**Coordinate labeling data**
------------------------------------------------

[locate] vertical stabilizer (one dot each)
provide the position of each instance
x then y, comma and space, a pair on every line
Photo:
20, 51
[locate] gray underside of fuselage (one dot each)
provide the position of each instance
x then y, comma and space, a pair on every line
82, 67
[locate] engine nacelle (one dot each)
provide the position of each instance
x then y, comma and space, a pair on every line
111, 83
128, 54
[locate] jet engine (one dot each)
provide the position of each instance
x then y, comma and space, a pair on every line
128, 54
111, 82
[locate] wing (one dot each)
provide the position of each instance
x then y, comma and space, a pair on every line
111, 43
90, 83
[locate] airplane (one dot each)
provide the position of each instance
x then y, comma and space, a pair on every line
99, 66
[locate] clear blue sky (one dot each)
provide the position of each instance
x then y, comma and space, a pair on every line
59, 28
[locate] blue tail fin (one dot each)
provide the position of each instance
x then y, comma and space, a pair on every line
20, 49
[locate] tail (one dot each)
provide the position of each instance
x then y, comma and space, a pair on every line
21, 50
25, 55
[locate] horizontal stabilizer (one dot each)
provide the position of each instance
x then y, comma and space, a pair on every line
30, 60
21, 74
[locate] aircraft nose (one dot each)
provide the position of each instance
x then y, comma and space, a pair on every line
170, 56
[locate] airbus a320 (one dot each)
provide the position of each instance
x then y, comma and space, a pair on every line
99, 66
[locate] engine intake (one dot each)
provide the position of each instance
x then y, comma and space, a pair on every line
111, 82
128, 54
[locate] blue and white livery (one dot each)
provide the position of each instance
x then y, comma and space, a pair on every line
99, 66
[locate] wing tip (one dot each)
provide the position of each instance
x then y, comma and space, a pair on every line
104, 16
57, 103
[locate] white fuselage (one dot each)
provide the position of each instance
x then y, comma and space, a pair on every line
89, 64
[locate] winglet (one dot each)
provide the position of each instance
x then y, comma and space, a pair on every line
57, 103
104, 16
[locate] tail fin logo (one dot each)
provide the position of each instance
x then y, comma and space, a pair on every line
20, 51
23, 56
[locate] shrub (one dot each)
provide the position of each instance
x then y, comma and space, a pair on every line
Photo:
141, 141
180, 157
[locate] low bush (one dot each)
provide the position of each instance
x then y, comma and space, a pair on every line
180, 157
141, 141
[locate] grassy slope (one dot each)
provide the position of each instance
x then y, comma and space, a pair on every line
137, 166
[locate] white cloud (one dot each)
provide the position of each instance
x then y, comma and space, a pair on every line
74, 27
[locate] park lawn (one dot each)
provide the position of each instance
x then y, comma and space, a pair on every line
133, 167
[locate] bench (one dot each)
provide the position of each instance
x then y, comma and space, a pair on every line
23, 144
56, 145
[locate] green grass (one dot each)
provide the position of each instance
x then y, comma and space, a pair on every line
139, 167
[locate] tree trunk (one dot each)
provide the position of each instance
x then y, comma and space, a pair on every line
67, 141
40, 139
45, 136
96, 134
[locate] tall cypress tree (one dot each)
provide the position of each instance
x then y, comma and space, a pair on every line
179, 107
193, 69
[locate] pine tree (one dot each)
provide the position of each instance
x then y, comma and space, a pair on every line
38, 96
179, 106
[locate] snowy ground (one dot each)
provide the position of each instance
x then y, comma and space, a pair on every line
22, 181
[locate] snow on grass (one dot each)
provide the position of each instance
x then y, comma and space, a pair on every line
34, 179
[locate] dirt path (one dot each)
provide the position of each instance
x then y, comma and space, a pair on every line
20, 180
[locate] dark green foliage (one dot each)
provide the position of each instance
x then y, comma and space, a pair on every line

------------------------------------------------

**REQUIRED WORK**
Lay out every line of the rows above as a Markdown table with the columns "No." and "Line", numbering the lines in order and omitting any blank ones.

**WRITTEN RESPONSE**
| No. | Line |
|---|---|
| 1 | [locate] vertical stabilizer (one dot each) |
| 2 | provide the position of each instance |
| 3 | x then y, comma and space, a pair on every line |
| 4 | Photo: |
| 5 | 20, 51 |
| 6 | [locate] gray underside of fuselage (one dot each) |
| 7 | provide the position of each instance |
| 8 | x then y, comma and space, a pair on every line |
| 9 | 82, 67 |
| 10 | [locate] engine nacelle (one dot each) |
| 11 | provide the position of each instance |
| 12 | x then y, comma and space, a pair on every line |
| 13 | 111, 83 |
| 14 | 128, 54 |
| 15 | [locate] jet engine (one dot each) |
| 16 | provide the position of each instance |
| 17 | x then y, comma and space, a pair on every line |
| 18 | 128, 54 |
| 19 | 111, 82 |
| 20 | [locate] wing (one dot each) |
| 21 | provide the position of each instance |
| 22 | x then y, comma and space, a pair on every line |
| 23 | 111, 43 |
| 24 | 90, 83 |
| 25 | [locate] airplane (one dot each) |
| 26 | provide the position of each instance |
| 27 | x then y, comma and space, a pair on every line |
| 28 | 99, 66 |
| 29 | [locate] clear blue sky (one dot each) |
| 30 | provide the position of each instance |
| 31 | x then y, comma and space, a pair on every line |
| 32 | 59, 28 |
| 33 | [locate] blue tail fin (one dot each) |
| 34 | provide the position of each instance |
| 35 | x then y, comma and space, a pair on every line |
| 36 | 20, 49 |
| 37 | [locate] tail (one dot each) |
| 38 | provide the position of each instance |
| 39 | x then y, comma and space, a pair on every line |
| 40 | 21, 50 |
| 41 | 25, 55 |
| 42 | [locate] horizontal stabilizer (one dot each) |
| 43 | provide the position of each instance |
| 44 | x then y, comma and space, a pair on every line |
| 45 | 30, 60 |
| 46 | 21, 74 |
| 47 | [locate] aircraft nose (one dot each) |
| 48 | provide the position of each instance |
| 49 | x then y, comma and space, a pair on every line |
| 50 | 170, 56 |
| 51 | [locate] airbus a320 (one dot each) |
| 52 | provide the position of each instance |
| 53 | x then y, comma and space, a pair on every line |
| 54 | 99, 66 |
| 55 | [locate] engine intake (one dot each) |
| 56 | provide the position of each instance |
| 57 | x then y, comma and space, a pair on every line |
| 58 | 111, 82 |
| 59 | 128, 54 |
| 60 | [locate] blue and white livery (one dot each) |
| 61 | provide the position of each instance |
| 62 | x then y, comma and space, a pair on every line |
| 63 | 99, 66 |
| 64 | [locate] wing tip (one dot each) |
| 65 | provide the position of each instance |
| 66 | x then y, comma and space, a pair on every line |
| 67 | 104, 16 |
| 68 | 57, 103 |
| 69 | [locate] white fuselage (one dot each) |
| 70 | provide the position of each instance |
| 71 | x then y, comma and space, a pair on every line |
| 72 | 89, 64 |
| 73 | [locate] winglet (one dot each) |
| 74 | provide the position of each instance |
| 75 | x then y, comma and space, a pair on every line |
| 76 | 57, 103 |
| 77 | 104, 16 |
| 78 | [locate] tail fin logo (one dot each) |
| 79 | provide the position of each instance |
| 80 | x then y, comma and space, a pair on every line |
| 81 | 20, 51 |
| 82 | 23, 56 |
| 83 | [locate] shrub (one dot each) |
| 84 | provide the position of each instance |
| 85 | x then y, comma and space, a pair on every line |
| 86 | Photo: |
| 87 | 141, 141 |
| 88 | 180, 157 |
| 89 | [locate] low bush (one dot each) |
| 90 | provide the position of each instance |
| 91 | x then y, comma and space, a pair on every line |
| 92 | 180, 157 |
| 93 | 141, 141 |
| 94 | [locate] grassy slope (one dot each) |
| 95 | provide the position of each instance |
| 96 | x then y, comma and space, a pair on every line |
| 97 | 137, 166 |
| 98 | [locate] white cloud (one dot each) |
| 99 | provide the position of each instance |
| 100 | x then y, comma and space, a pair on every line |
| 101 | 74, 27 |
| 102 | [locate] park lawn (one dot each) |
| 103 | provide the position of each instance |
| 104 | x then y, comma and space, a pair on every line |
| 105 | 133, 167 |
| 106 | [locate] bench (one dot each) |
| 107 | provide the position of each instance |
| 108 | x then y, comma and space, a pair on every line |
| 109 | 23, 144 |
| 110 | 56, 145 |
| 111 | [locate] green grass (one dot each) |
| 112 | provide the position of each instance |
| 113 | x then y, comma and space, a pair on every line |
| 114 | 139, 167 |
| 115 | [locate] tree trunk (one dot each) |
| 116 | provide the position of each instance |
| 117 | x then y, comma and space, a pair on every line |
| 118 | 67, 141 |
| 119 | 40, 139 |
| 120 | 45, 136 |
| 121 | 96, 134 |
| 122 | [locate] tall cypress tree (one dot each) |
| 123 | provide the position of each instance |
| 124 | x then y, comma and space, a pair on every line |
| 125 | 179, 107 |
| 126 | 193, 69 |
| 127 | [locate] pine tree (one dot each) |
| 128 | provide the position of each instance |
| 129 | x then y, comma and space, a pair on every line |
| 130 | 38, 96 |
| 131 | 179, 106 |
| 132 | [locate] snowy ground (one dot each) |
| 133 | provide the position of each instance |
| 134 | x then y, comma and space, a pair on every line |
| 135 | 22, 181 |
| 136 | [locate] snow on grass (one dot each) |
| 137 | provide the position of each instance |
| 138 | x then y, comma and space, a pair on every line |
| 139 | 34, 179 |
| 140 | [locate] dirt path (one dot each) |
| 141 | provide the position of each instance |
| 142 | x then y, comma and space, a pair on every line |
| 143 | 20, 180 |
| 144 | [locate] dark green foliage (one dot each) |
| 145 | provide the position of each instance |
| 146 | x then y, comma and space, a pair on every line |